* EXTRACTED TEXT:
# Killer Pilgrim Observer build!



## Magesblood (May 12, 2008)

http://www.round2models.com/workbench/build-pilgrim-observer

I love how the parts are shaded like how some space equipment is!


----------



## starseeker (Feb 1, 2006)

This is a kit that I've always wanted. There's another thread here about it,
http://www.hobbytalk.com/bbs1/showthread.php?t=174774
with a link to Ninfinger's site, which has a pdf of the kits instructions and information booklet. This would a great kit to light (the Apollo CSM and LM were loaded with navigational lights and beacons and spotlights) and to motorize, to make the artificial gravity section rotate. This would also be a great kit for aftermarket bits. I only wonder if there is enough interest.


----------



## Maritain (Jan 16, 2008)

Is the P.O. available yet? I think it makes a great model, but also will lend itself to kit-bashing very well, all those great parts, tubes and stuff!


----------



## Lloyd Collins (Sep 25, 2004)

I have one of the original kits, with booklet and iron on decals, that I have been building. Neat kit.


----------



## cozmo (Nov 29, 2004)

That is a nice build-up.

I always thought it would make a nice kit to part out, modify or kit-bash. But, I have had one for years and haven't come up with anything to change it in to.

I must admit though, I never thought of using magnets.

Just going by memory, the modified Apollo spacecraft present in the kit was supposed to be the same diameter of the Apollo space craft itself. In that case, the kit is 1/144, or just a hair larger.

Most of the Apollo follow on concepts used recognizable Apollo (CM/SM/LM) and Saturn components, so now there is a use for all those Airfix, Monogram kits laying around in pieces.

The last time I considered building it, I was going to give it the Mir or ISS treatment (different metal finishes and insulating blankets).

* SUPPLIED RECORDS:
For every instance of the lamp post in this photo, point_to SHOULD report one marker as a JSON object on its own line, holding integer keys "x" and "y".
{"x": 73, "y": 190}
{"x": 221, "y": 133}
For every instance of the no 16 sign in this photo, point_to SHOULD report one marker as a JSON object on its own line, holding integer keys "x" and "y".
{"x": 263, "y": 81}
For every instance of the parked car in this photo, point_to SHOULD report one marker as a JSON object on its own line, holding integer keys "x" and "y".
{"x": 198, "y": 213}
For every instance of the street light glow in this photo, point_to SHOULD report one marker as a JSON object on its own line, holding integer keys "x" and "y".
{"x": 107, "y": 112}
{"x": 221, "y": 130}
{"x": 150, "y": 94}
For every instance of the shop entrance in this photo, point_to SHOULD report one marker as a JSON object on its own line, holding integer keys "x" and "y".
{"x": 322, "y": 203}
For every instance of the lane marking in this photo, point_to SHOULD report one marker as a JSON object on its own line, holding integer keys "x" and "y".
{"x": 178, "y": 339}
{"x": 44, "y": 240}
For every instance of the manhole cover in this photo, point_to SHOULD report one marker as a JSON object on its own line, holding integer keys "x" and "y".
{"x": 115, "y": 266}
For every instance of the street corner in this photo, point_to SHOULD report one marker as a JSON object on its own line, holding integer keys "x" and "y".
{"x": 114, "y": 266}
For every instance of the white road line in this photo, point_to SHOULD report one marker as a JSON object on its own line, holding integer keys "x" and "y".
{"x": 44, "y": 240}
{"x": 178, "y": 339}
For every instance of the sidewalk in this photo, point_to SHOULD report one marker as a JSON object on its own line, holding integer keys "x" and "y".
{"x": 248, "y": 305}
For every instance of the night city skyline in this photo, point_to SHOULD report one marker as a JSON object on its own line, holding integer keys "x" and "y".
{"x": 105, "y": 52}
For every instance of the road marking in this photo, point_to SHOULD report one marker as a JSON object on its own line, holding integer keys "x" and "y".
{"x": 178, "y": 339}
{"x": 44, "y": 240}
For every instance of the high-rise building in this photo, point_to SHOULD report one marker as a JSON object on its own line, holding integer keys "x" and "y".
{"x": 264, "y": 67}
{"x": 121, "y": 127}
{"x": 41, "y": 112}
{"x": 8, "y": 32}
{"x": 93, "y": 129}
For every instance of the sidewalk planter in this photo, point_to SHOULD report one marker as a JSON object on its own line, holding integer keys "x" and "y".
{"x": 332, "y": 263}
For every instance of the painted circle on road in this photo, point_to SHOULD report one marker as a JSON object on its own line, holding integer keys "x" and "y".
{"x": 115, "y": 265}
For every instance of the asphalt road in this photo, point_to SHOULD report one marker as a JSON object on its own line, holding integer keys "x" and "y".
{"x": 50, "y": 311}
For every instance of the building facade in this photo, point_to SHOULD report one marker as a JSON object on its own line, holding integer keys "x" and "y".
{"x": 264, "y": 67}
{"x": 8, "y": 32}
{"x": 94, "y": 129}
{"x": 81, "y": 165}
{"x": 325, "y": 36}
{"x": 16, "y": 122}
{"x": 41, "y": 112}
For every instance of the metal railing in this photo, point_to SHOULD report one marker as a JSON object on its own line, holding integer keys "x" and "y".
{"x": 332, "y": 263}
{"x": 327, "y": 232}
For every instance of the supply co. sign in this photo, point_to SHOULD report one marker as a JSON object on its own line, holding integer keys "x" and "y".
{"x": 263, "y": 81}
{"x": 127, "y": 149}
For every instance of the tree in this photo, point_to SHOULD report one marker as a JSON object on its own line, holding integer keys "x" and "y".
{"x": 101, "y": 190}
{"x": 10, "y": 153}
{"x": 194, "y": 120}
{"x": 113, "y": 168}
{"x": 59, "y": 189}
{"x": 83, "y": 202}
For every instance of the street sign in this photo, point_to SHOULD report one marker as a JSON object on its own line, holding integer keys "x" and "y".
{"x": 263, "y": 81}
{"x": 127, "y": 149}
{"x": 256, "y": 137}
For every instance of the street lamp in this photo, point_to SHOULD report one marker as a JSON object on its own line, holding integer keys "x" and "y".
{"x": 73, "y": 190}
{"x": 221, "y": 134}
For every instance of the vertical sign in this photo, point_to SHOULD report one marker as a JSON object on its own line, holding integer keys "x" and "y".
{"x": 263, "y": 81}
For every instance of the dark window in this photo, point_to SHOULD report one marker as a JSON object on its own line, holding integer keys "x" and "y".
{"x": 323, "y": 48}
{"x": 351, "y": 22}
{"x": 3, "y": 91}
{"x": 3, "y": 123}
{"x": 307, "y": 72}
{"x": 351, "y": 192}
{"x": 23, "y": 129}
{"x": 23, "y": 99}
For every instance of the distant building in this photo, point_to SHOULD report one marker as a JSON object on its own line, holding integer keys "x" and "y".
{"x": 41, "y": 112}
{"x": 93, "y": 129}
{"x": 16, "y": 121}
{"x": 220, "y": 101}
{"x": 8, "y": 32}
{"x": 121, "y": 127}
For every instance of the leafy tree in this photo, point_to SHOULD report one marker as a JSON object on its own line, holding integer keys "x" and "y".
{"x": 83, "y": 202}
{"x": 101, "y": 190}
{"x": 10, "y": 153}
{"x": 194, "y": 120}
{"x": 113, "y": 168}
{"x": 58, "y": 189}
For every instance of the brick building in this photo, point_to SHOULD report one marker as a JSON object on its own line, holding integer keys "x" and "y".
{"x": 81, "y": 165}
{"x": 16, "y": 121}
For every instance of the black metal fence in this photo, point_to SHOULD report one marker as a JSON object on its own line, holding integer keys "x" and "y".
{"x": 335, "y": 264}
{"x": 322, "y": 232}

* AIM:
In the Pilgrim Observer forum thread, what does Lloyd Collins say came with the original kit he has been building?

* ANSWER TO THIS PROBLEM:
A booklet and iron-on decals.